* Set exercise: Return these lines word for word, leaving out any pictures.

=== Records for this task ===

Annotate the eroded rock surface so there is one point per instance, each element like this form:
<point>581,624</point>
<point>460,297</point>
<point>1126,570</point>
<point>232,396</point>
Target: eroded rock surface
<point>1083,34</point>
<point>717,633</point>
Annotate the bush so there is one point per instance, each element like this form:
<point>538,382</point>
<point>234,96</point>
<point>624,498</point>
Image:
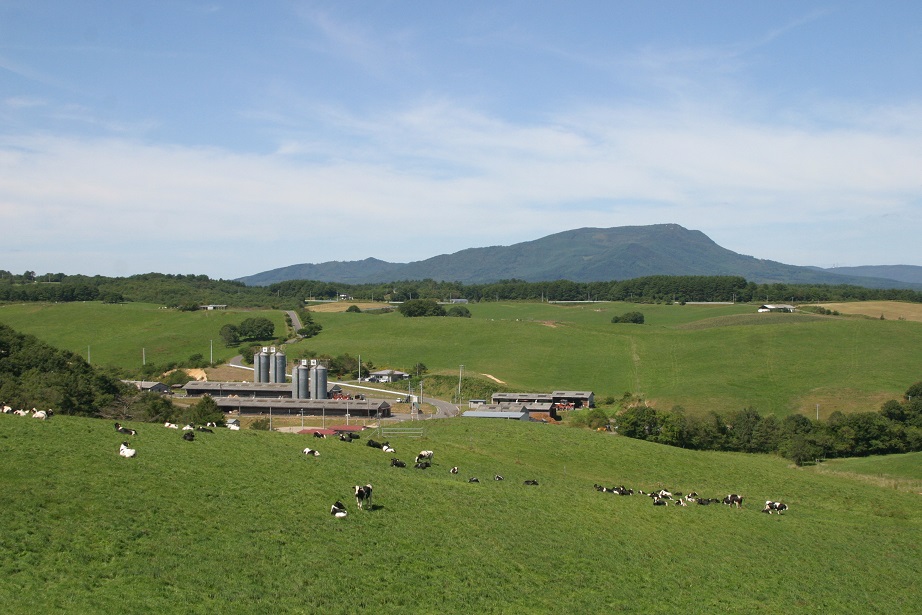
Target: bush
<point>458,311</point>
<point>629,317</point>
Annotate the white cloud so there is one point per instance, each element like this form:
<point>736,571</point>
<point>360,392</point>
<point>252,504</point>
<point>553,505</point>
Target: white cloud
<point>439,178</point>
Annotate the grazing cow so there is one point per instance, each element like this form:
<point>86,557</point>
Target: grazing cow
<point>363,496</point>
<point>771,507</point>
<point>124,451</point>
<point>120,429</point>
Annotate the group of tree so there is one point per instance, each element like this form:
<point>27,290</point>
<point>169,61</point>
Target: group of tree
<point>194,290</point>
<point>896,428</point>
<point>251,329</point>
<point>635,318</point>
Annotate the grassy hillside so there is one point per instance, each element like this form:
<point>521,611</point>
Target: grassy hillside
<point>125,334</point>
<point>719,357</point>
<point>239,522</point>
<point>702,357</point>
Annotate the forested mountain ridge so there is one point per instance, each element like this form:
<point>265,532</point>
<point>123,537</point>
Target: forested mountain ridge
<point>581,255</point>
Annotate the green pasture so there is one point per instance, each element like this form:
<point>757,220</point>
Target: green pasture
<point>238,522</point>
<point>700,357</point>
<point>127,334</point>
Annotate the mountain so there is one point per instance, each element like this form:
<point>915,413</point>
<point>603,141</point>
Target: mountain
<point>902,273</point>
<point>580,255</point>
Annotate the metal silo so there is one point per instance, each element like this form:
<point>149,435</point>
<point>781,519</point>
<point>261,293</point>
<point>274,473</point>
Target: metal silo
<point>262,365</point>
<point>318,382</point>
<point>304,380</point>
<point>281,364</point>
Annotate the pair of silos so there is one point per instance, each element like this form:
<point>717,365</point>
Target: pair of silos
<point>309,381</point>
<point>269,365</point>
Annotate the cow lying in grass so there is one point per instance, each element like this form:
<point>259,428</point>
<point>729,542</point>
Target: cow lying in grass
<point>771,507</point>
<point>363,496</point>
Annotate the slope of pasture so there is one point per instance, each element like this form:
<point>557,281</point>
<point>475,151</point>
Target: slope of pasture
<point>129,333</point>
<point>890,310</point>
<point>902,472</point>
<point>239,522</point>
<point>700,357</point>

===

* Final result:
Annotate the eroded rock surface so there is one point per instance, each element like this form:
<point>581,624</point>
<point>460,297</point>
<point>1126,570</point>
<point>232,396</point>
Target: eroded rock surface
<point>1083,34</point>
<point>717,633</point>
Annotate the bush so there is one point per instance, each element like this form:
<point>538,382</point>
<point>234,96</point>
<point>624,498</point>
Image:
Target: bush
<point>458,311</point>
<point>629,317</point>
Annotate the white cloud so there is one point per instance, each element like this form:
<point>736,571</point>
<point>360,392</point>
<point>252,504</point>
<point>553,505</point>
Target: white cloud
<point>439,178</point>
Annotate the grazing cow so there is one point per instance, each element like this form:
<point>86,557</point>
Target: grazing cow
<point>363,496</point>
<point>771,507</point>
<point>124,451</point>
<point>120,429</point>
Annotate the group of tree so there is one point per instance, each element like this form:
<point>27,290</point>
<point>169,61</point>
Target: group of tree
<point>194,290</point>
<point>896,428</point>
<point>251,329</point>
<point>635,318</point>
Annotate the grassy hillside so there is one point per instance, each element like this form:
<point>521,611</point>
Target: grassy hillside
<point>125,334</point>
<point>719,357</point>
<point>239,522</point>
<point>702,357</point>
Annotate the forested mountain ridge so there is one point per instance, each element like this form:
<point>265,532</point>
<point>123,537</point>
Target: forested mountain ridge
<point>581,255</point>
Annotate the green pasture so there is one point per instance, each element like this form:
<point>757,220</point>
Target: green pasture
<point>238,522</point>
<point>700,357</point>
<point>127,334</point>
Annotate the mountain so there is one point per instance, each element like this form:
<point>915,413</point>
<point>603,141</point>
Target: mountain
<point>902,273</point>
<point>580,255</point>
Annotate the metal silo so there is one point per instance, each element like this form:
<point>149,435</point>
<point>781,519</point>
<point>261,293</point>
<point>274,473</point>
Target: metal silo
<point>262,365</point>
<point>318,382</point>
<point>304,380</point>
<point>281,364</point>
Annotate the pair of silos so there is one point per instance, each element like this form:
<point>717,365</point>
Target: pair of silos
<point>309,381</point>
<point>269,365</point>
Annotate the cow lying in grass so there is one point per instance, each element like this form:
<point>259,428</point>
<point>729,542</point>
Target: cow lying in grass
<point>771,507</point>
<point>363,496</point>
Annotate the slope of pasture so there is one point per instance, each element like this form:
<point>557,281</point>
<point>475,151</point>
Target: slope of pasture
<point>129,333</point>
<point>890,310</point>
<point>902,472</point>
<point>239,522</point>
<point>700,357</point>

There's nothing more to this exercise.